_PROBLEM REQUIREMENTS_: Comb through the entries for "grass" and pull out each line that holds it.

== Segment start ==

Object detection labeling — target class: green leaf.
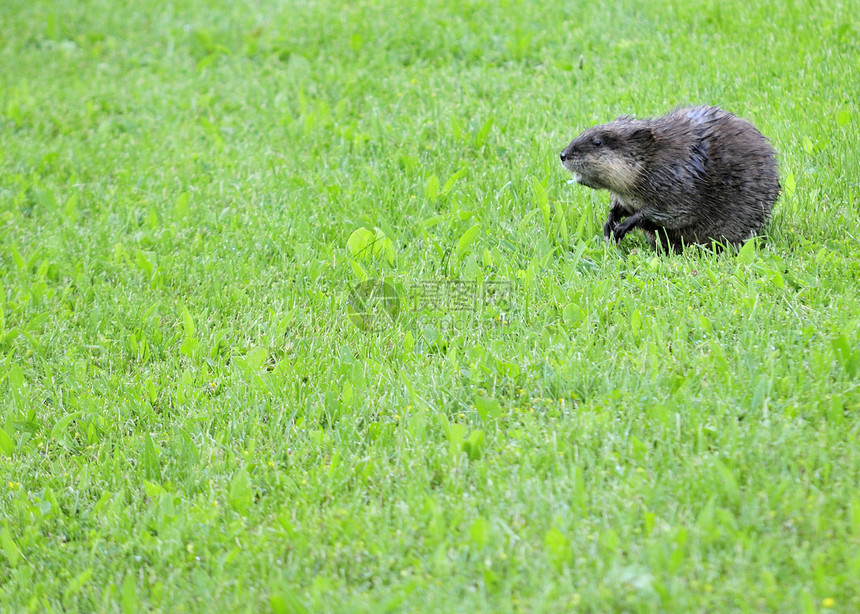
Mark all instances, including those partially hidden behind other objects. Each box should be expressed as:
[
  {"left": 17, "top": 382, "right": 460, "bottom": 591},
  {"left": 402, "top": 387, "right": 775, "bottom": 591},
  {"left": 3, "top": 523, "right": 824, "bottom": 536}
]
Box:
[
  {"left": 481, "top": 248, "right": 493, "bottom": 267},
  {"left": 696, "top": 495, "right": 718, "bottom": 541},
  {"left": 544, "top": 527, "right": 569, "bottom": 570},
  {"left": 475, "top": 397, "right": 501, "bottom": 422},
  {"left": 174, "top": 191, "right": 190, "bottom": 217},
  {"left": 270, "top": 590, "right": 310, "bottom": 614},
  {"left": 346, "top": 227, "right": 375, "bottom": 259},
  {"left": 176, "top": 368, "right": 195, "bottom": 404},
  {"left": 736, "top": 237, "right": 758, "bottom": 264},
  {"left": 451, "top": 116, "right": 466, "bottom": 141},
  {"left": 182, "top": 306, "right": 195, "bottom": 337},
  {"left": 135, "top": 249, "right": 155, "bottom": 277},
  {"left": 446, "top": 422, "right": 466, "bottom": 459},
  {"left": 630, "top": 309, "right": 643, "bottom": 332},
  {"left": 836, "top": 109, "right": 851, "bottom": 127},
  {"left": 783, "top": 171, "right": 796, "bottom": 197},
  {"left": 372, "top": 227, "right": 396, "bottom": 265},
  {"left": 456, "top": 224, "right": 481, "bottom": 261},
  {"left": 441, "top": 167, "right": 467, "bottom": 196},
  {"left": 469, "top": 516, "right": 490, "bottom": 547},
  {"left": 474, "top": 116, "right": 494, "bottom": 149},
  {"left": 229, "top": 467, "right": 253, "bottom": 514},
  {"left": 751, "top": 374, "right": 771, "bottom": 410},
  {"left": 1, "top": 525, "right": 21, "bottom": 567},
  {"left": 1, "top": 327, "right": 20, "bottom": 348},
  {"left": 122, "top": 573, "right": 138, "bottom": 614},
  {"left": 0, "top": 428, "right": 13, "bottom": 457},
  {"left": 531, "top": 176, "right": 550, "bottom": 230},
  {"left": 424, "top": 174, "right": 440, "bottom": 202},
  {"left": 179, "top": 335, "right": 199, "bottom": 357},
  {"left": 50, "top": 411, "right": 81, "bottom": 440},
  {"left": 245, "top": 346, "right": 268, "bottom": 372},
  {"left": 562, "top": 303, "right": 585, "bottom": 328},
  {"left": 350, "top": 259, "right": 368, "bottom": 282},
  {"left": 713, "top": 459, "right": 740, "bottom": 506},
  {"left": 65, "top": 568, "right": 93, "bottom": 600},
  {"left": 145, "top": 379, "right": 158, "bottom": 404},
  {"left": 144, "top": 481, "right": 166, "bottom": 498},
  {"left": 463, "top": 429, "right": 485, "bottom": 461},
  {"left": 34, "top": 186, "right": 57, "bottom": 211},
  {"left": 832, "top": 333, "right": 860, "bottom": 377},
  {"left": 62, "top": 192, "right": 79, "bottom": 222},
  {"left": 10, "top": 246, "right": 25, "bottom": 272},
  {"left": 554, "top": 202, "right": 569, "bottom": 245},
  {"left": 851, "top": 495, "right": 860, "bottom": 536},
  {"left": 143, "top": 433, "right": 162, "bottom": 482}
]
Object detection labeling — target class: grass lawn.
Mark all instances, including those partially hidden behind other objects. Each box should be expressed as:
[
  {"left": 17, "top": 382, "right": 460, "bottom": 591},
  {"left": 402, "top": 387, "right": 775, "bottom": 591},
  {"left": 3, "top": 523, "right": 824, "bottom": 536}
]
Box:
[{"left": 1, "top": 0, "right": 859, "bottom": 611}]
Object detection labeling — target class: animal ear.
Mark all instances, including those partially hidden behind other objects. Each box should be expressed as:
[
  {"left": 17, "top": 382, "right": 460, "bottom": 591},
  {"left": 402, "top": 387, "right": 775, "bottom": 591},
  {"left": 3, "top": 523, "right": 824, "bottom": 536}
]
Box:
[{"left": 629, "top": 127, "right": 654, "bottom": 144}]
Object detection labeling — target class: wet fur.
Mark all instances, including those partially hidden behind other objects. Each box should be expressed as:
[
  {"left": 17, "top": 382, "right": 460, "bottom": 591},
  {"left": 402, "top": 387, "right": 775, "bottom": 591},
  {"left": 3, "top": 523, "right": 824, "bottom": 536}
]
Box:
[{"left": 560, "top": 106, "right": 780, "bottom": 252}]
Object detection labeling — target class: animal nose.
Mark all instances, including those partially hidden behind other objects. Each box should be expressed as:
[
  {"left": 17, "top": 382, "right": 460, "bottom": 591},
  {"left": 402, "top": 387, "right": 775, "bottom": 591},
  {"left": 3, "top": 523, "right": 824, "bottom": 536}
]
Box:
[{"left": 560, "top": 151, "right": 567, "bottom": 161}]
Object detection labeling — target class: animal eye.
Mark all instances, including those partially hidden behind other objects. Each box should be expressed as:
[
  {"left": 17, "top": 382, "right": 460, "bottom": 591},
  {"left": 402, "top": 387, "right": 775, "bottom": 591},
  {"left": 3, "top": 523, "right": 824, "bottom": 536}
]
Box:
[{"left": 592, "top": 138, "right": 603, "bottom": 147}]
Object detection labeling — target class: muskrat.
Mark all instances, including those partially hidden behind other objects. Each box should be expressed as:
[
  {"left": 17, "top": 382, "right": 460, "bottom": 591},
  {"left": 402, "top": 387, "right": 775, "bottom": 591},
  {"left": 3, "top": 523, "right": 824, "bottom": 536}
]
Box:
[{"left": 559, "top": 105, "right": 780, "bottom": 252}]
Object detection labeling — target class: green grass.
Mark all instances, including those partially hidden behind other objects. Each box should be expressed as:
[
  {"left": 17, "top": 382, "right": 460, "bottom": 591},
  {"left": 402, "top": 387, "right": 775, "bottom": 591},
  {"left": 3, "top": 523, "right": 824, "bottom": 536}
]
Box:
[{"left": 1, "top": 0, "right": 859, "bottom": 611}]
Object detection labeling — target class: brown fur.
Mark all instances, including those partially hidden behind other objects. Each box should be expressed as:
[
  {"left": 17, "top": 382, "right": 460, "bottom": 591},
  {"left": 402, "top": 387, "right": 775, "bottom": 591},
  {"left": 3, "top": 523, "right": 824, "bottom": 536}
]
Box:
[{"left": 560, "top": 106, "right": 780, "bottom": 252}]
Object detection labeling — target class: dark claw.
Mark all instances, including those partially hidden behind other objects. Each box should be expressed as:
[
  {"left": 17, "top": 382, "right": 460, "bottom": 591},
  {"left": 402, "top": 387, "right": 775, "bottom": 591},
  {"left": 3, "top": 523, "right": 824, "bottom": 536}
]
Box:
[
  {"left": 611, "top": 212, "right": 644, "bottom": 243},
  {"left": 603, "top": 219, "right": 617, "bottom": 241},
  {"left": 604, "top": 201, "right": 626, "bottom": 242}
]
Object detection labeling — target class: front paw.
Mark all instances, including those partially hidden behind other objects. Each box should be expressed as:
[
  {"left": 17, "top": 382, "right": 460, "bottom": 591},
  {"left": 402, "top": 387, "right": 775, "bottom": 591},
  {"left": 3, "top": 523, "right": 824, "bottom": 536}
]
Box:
[
  {"left": 611, "top": 219, "right": 635, "bottom": 243},
  {"left": 610, "top": 212, "right": 643, "bottom": 244},
  {"left": 603, "top": 219, "right": 618, "bottom": 241}
]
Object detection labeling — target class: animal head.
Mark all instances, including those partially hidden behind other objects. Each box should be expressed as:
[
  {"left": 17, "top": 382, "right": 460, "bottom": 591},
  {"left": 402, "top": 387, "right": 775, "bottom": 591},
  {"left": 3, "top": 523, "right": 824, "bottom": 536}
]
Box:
[{"left": 560, "top": 118, "right": 654, "bottom": 193}]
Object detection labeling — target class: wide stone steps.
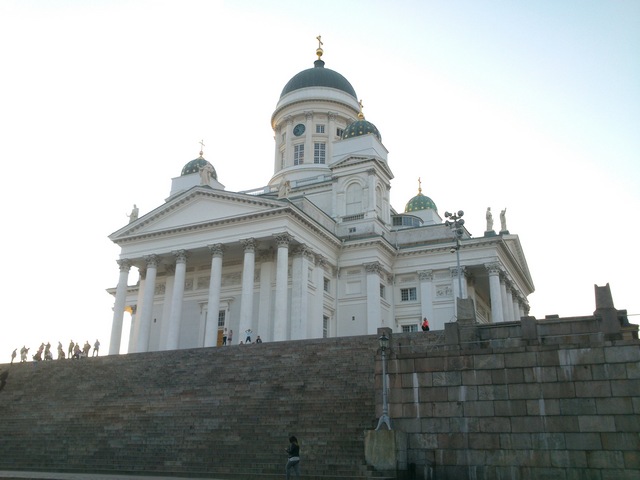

== Segment end ==

_SOLUTION FOR THIS PROBLEM_:
Object detection labeling — target class: grass lawn.
Object detection labeling — target class: green grass.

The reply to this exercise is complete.